▶ **Objective**: Copy out word for word the lines of the items below, starting with the line that contains "Note: one point per instance of the ceiling" and continuing through the last line of the items.
** begin Information provided **
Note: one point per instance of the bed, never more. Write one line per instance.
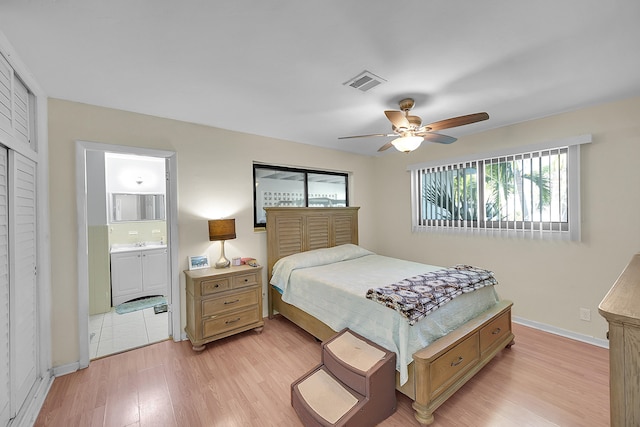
(436, 356)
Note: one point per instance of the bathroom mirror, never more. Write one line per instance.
(137, 207)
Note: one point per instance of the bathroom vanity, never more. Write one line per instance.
(138, 271)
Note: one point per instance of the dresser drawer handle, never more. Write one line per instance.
(457, 362)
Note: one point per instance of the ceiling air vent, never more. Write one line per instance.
(364, 81)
** end Information provided **
▶ **Result of this exercise**:
Note: one point per instance of the ceiling air vent, never more. Write one line per instance.
(364, 81)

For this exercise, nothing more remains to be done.